GIVEN RECORDS:
____________

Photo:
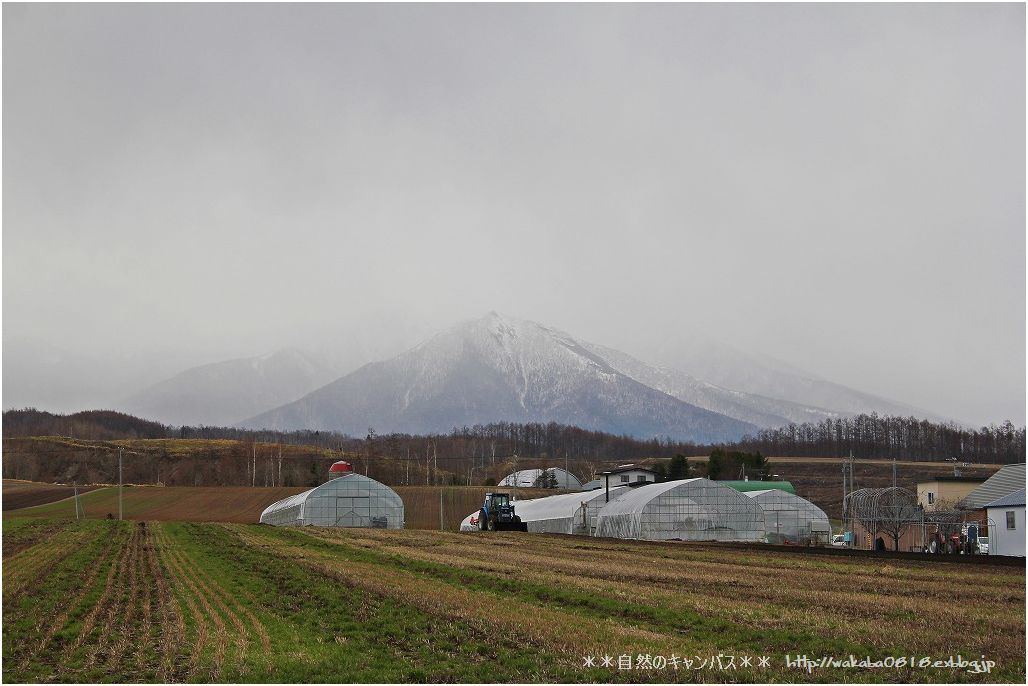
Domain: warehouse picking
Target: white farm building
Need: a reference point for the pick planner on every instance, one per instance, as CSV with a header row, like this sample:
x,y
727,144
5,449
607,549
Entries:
x,y
534,478
566,513
695,509
1006,525
346,499
788,518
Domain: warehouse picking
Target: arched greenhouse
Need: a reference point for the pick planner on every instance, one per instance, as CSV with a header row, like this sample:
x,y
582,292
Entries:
x,y
690,510
788,518
534,478
566,513
347,500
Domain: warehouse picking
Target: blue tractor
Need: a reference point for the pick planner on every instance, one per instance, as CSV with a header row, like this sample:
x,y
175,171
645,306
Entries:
x,y
498,514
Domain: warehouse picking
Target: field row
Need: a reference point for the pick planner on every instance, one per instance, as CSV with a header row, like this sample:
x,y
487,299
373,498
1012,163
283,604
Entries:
x,y
155,602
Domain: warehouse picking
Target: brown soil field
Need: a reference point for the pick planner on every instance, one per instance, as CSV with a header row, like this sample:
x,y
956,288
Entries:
x,y
98,601
19,494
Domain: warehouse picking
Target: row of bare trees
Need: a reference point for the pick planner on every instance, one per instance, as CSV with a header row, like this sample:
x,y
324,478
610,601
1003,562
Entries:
x,y
888,437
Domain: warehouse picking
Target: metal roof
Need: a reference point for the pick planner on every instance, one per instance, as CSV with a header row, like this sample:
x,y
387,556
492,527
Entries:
x,y
629,468
743,486
1010,478
1010,500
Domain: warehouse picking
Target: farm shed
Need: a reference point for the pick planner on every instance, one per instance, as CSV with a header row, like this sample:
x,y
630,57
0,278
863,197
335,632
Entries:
x,y
349,500
1006,525
695,509
1010,478
788,518
533,478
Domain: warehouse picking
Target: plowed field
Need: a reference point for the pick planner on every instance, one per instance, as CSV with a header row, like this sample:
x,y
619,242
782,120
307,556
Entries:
x,y
136,602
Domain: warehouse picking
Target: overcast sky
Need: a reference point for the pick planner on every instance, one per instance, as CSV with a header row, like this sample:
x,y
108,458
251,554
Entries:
x,y
841,187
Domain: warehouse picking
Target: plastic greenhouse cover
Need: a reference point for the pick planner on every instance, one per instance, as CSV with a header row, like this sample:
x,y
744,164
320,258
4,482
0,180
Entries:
x,y
351,500
790,514
527,477
554,513
688,509
562,506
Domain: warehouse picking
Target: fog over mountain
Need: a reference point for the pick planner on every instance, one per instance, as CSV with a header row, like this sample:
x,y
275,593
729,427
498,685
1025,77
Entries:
x,y
816,204
224,393
500,368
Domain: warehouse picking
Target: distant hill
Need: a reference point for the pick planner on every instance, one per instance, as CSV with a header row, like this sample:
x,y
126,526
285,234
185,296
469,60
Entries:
x,y
225,393
728,367
498,369
93,425
761,410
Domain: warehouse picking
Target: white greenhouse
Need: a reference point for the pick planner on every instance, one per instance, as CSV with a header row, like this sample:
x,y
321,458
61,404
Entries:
x,y
566,513
350,500
790,518
533,478
695,509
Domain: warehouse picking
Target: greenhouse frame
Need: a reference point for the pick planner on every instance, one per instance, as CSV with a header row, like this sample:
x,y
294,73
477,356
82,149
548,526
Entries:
x,y
350,500
696,509
566,513
788,518
530,478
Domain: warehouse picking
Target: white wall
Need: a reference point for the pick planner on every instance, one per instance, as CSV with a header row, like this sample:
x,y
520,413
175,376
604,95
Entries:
x,y
1003,541
633,476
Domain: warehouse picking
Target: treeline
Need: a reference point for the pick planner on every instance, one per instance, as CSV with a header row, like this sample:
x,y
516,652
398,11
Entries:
x,y
872,436
92,425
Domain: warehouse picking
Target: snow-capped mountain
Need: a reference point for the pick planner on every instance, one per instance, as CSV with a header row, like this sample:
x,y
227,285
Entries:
x,y
720,363
224,393
762,410
491,369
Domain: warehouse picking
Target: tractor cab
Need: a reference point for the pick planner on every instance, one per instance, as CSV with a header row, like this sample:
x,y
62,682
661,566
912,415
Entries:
x,y
498,499
498,513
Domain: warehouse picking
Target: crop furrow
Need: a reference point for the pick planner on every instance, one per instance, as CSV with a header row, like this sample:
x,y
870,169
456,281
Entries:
x,y
203,615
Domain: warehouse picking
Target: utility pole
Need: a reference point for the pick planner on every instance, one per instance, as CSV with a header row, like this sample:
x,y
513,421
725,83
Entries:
x,y
515,476
120,508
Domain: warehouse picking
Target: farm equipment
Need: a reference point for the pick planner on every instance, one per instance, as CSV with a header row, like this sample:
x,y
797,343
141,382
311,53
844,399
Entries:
x,y
498,514
963,542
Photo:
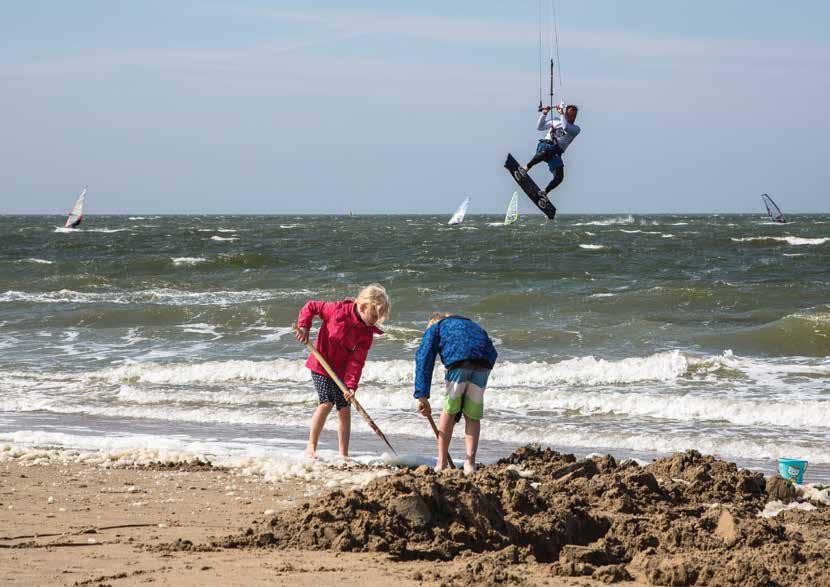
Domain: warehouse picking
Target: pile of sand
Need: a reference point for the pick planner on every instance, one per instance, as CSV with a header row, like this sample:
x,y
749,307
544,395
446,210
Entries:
x,y
683,520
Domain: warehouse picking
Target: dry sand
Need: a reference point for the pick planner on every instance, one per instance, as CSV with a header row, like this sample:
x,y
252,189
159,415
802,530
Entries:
x,y
537,518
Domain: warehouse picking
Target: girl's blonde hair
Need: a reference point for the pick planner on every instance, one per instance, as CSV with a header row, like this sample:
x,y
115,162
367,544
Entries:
x,y
436,317
375,296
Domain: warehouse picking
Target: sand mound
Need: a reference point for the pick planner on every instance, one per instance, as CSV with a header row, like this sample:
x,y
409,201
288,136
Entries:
x,y
683,520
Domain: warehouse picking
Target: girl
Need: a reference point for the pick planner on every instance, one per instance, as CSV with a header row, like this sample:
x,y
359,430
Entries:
x,y
344,340
468,355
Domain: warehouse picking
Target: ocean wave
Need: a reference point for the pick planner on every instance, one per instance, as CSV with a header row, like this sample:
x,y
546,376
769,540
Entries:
x,y
792,240
161,296
188,260
608,222
805,334
37,261
581,371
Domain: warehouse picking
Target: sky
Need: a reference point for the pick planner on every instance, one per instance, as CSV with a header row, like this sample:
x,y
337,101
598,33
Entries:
x,y
238,107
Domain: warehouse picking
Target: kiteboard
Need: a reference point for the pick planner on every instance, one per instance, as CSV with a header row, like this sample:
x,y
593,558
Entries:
x,y
529,187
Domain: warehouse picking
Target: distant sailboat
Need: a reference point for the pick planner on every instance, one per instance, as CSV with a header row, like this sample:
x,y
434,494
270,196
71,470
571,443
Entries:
x,y
512,209
458,217
773,211
77,213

____________

WHAT TO PRODUCE:
Output the entries above exactly, without their pictures.

FULL ANSWER:
Photo:
Domain: warehouse picking
Target: white farm building
Need: a reference point for the pick planner on every instance, one per instance, as CSV with a header row, like this sample:
x,y
727,144
5,449
607,549
Entries:
x,y
534,478
566,513
695,509
1006,525
346,499
788,518
Domain: warehouse picking
Target: arched greenhouse
Need: a reference point for the pick planner on every instance, one per instance, as CSV with a header row, like this sample:
x,y
582,292
Entries:
x,y
690,510
788,518
534,478
566,513
347,500
Domain: warehouse picking
Target: blue tractor
Need: a reference point for the pick planner on every instance, one per instance, as CSV with a header row, like this sample:
x,y
175,171
645,306
Entries:
x,y
498,514
Domain: warehouse picking
Target: field row
Need: a reference point for the pick planner on every instance, one per instance, as CSV with a header row, like this sample:
x,y
487,299
373,498
1012,163
283,604
Entries:
x,y
155,602
Domain: warehouse picking
Target: brown soil field
Need: a reference point for the pick planner on every instance, one per instance, as CSV with a header row, like this sample:
x,y
956,288
Entries:
x,y
98,601
19,494
Domain: warehouse picking
Target: row of bare trees
Need: a reference point for the pick planner on every instance, one per instance, as CSV with a header row, like this sample:
x,y
324,478
610,601
1003,562
Entries:
x,y
888,437
Domain: warehouse picking
Target: metal roof
Need: a reference point for the pick planner on every instance, one per instance, as CSV with a header row, like this sample:
x,y
387,556
492,527
Entries:
x,y
629,468
743,486
1010,478
1010,500
Domain: warehouse picking
Target: farm shed
Need: a reference point for the pick planner on every instance, one per instance, as CSV with a header row, like this sample:
x,y
630,57
0,278
863,197
335,632
Entries:
x,y
349,500
1006,525
695,509
1010,478
788,518
533,478
Domain: warehouse picking
Target: plowed field
Need: a reference point for the pick planner on every instance, one per instance, as CSV with a header row, like this sample:
x,y
619,242
782,120
307,556
Entries:
x,y
136,602
Domain: warehouse picking
Target: overcast sky
Need: a reference point for the pick planner on every instance, one per instance, as CSV with a header row, like this sample:
x,y
108,458
251,554
Entries:
x,y
841,187
Domain: warehouse picking
Target: plastic greenhouse cover
Need: a reference point for the pick planner on every instance, one per instance, as CSV with a header row, like this sample:
x,y
744,164
320,258
4,482
0,180
Entries:
x,y
351,500
790,514
527,477
554,513
688,509
562,506
Domain: warehouse picking
Target: fog over mountain
Need: a reference point for the pick planner on every instance, one per instance, as CSV with a header row, like this sample:
x,y
275,593
729,427
498,685
1025,77
Entries:
x,y
816,204
224,393
500,368
Domain: warehouse picking
Target: distant hill
Need: a reference point for the pick planner on every instance, one per instance, as CSV with a header row, like this sample:
x,y
126,526
285,234
185,296
469,60
Entries:
x,y
225,393
728,367
498,369
93,425
761,410
Domain: warehouse picking
Target: white greenhouse
Need: a reference point for the pick planner on every instance, one per instance, as CSV with a header row, like this sample:
x,y
321,458
61,404
Entries:
x,y
566,513
350,500
790,518
533,478
695,509
Domain: warehouse picking
Target: greenhouse frame
Need: a reference point for the pick planner on every instance, one per instance, as CSV with a header row, like this sample:
x,y
294,73
477,356
82,149
548,526
Entries:
x,y
350,500
696,509
566,513
788,518
530,478
Domain: warehouse picking
Target: white wall
Need: a reference point for the pick planner on every instance, one per instance, as CSV with a header row, like this sample:
x,y
520,413
175,376
604,95
Entries:
x,y
1003,541
633,476
Domain: warehouse picking
Target: treeline
Need: a reference point for the pick planner on every instance, one per instance, as CSV with a header row, like this sample:
x,y
516,652
398,11
Entries:
x,y
872,436
92,425
Domain: warehouse picking
Target: snow-capped mountain
Need: a reference point for the pick planner on every instance, one per instance, as CSV with a header row, like this sample:
x,y
227,285
Entries:
x,y
720,363
224,393
762,410
491,369
Domain: warehouse picking
Target: tractor cab
Need: a reference point for the pick planner on every instance, one per instance, as CSV with a header row, like this sample:
x,y
62,682
661,566
912,415
Entries:
x,y
498,499
498,513
Domain: warehouse picking
Target: crop furrow
Need: a reference point for the pick planner on every instance, one per instance, as CSV with a header row, like this sample:
x,y
870,169
456,281
Entries:
x,y
203,615
Domain: warehouse picking
Target: utility pole
Need: a reference point for the pick planner on every instance, one per instance, as CSV with a header row, like this sample:
x,y
513,421
725,83
Entries:
x,y
515,476
120,508
Domain: warehouse picking
Target: farm equipment
Need: a reference point for the pick planner on every instance, one per instance, as CSV with a header row, like this sample:
x,y
797,343
141,382
311,53
844,399
Entries:
x,y
498,514
963,542
Photo:
Domain: warehouse picking
Target: pile of sand
Need: a reference point for the pick planner on every instance, one per instance, as CSV with a header row, like this sample:
x,y
749,307
544,395
446,210
Entries:
x,y
683,520
Domain: warehouse picking
Target: dry sand
Need: a reference point for the pick planner on every instance, one per instance, as CSV with a header row, like this sample:
x,y
252,189
159,415
802,530
Entries:
x,y
537,518
Domain: warehouse picking
Target: girl's blonde hair
Need: a reference point for the pick planner on every instance, one per instance, as CSV with a header row, like this sample:
x,y
115,162
367,544
Entries:
x,y
436,317
375,296
Domain: warehouse picking
Target: sand mound
Need: a reference point for the pick planner on every instance, one per instance, as CSV with a header row, like this sample:
x,y
409,201
288,136
Entries:
x,y
683,520
Domain: warehouse picking
Target: girl
Need: a reference point for the pick planner on every instance, one per instance, as CSV with a header row, like this sample:
x,y
359,430
Entries:
x,y
344,340
468,355
Domain: warehouse picking
Target: ocean wave
Need: a reference point for the pick planner on every instance, one per instance, as CSV with a header row, like this sample:
x,y
546,376
769,540
Entries:
x,y
792,240
161,296
188,260
608,222
805,334
37,261
581,371
Domain: warehouse picking
Target: sky
Need: a reference point for the pick planner on every instance, one per instance, as CSV with a header row, like this sample:
x,y
337,101
598,33
Entries:
x,y
238,107
Domain: warehouse picking
Target: kiteboard
Need: a reference point for the pick planner on every instance, one per instance, as CSV with a header row, like this sample:
x,y
593,558
Entries:
x,y
529,187
Domain: warehouse picking
Target: distant sailboat
Need: a reference point for the pick planner on every instance, one per instance, as CSV with a header row, like this sample:
x,y
434,494
270,196
71,470
571,443
Entries:
x,y
512,209
458,217
773,211
77,213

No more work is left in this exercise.